[What is required] Rewrite the material below with every "set a dot" changed to "place a marker" and all other wording left as is. Omit the pictures.

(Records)
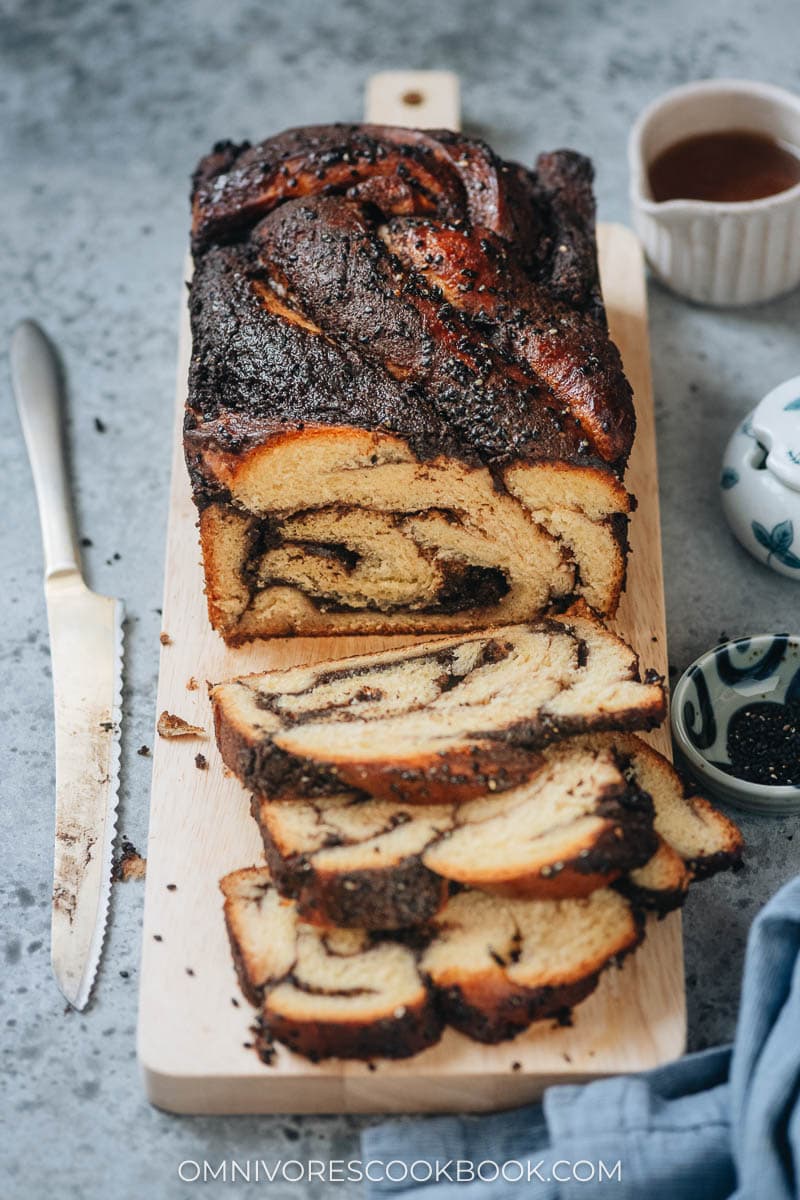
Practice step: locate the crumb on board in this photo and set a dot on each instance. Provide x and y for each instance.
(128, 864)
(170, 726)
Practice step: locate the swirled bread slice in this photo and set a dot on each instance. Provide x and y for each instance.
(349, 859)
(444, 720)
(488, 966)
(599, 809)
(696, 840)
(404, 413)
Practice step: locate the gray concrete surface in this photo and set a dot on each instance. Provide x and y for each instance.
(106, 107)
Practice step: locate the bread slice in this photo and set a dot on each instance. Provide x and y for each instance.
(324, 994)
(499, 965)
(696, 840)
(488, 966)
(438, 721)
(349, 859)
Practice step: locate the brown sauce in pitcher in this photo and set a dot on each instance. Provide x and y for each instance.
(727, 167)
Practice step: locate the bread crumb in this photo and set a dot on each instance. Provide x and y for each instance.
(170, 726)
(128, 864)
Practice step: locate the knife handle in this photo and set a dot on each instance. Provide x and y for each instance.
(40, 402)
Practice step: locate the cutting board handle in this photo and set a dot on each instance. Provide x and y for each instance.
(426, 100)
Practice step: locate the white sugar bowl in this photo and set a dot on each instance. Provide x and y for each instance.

[Task response]
Practice step: locate the crumb on board in this photo and place a marker on each instance. Provide x and y for each instance.
(128, 864)
(170, 726)
Practice step: locate the swirled bread slice in this photo and place a marker on each instance. Provide x and y for each instance.
(349, 859)
(444, 720)
(488, 966)
(599, 809)
(696, 840)
(404, 413)
Practice step: locate the gray concrete surface in this photo and place a marker on each instance. Provide x and y for each instance.
(106, 107)
Practice step: locate the bread slice in this photo and place a marker on each instance. Provide x and y for each instance.
(324, 994)
(499, 965)
(696, 840)
(488, 966)
(438, 721)
(349, 859)
Practice step: locate the brown sauce in pitcher in this photo and place a marker on each instance. Provide x and y for each instance.
(727, 167)
Practice step: locate the bread crumb in this photo and place a marker on each instance. Provide x and y for each instance.
(170, 726)
(128, 864)
Practice step: locate the knife handle in this photo and place a marker on each instance. Provide x and y for each instance.
(40, 402)
Practice step: locate the cutting board handle in this photo and place a marker on each instance. Provide x and y for each instance.
(426, 100)
Practice step: locate the white sugar bowl in this photo and place a marker on each instance. Provide x and y for each instance.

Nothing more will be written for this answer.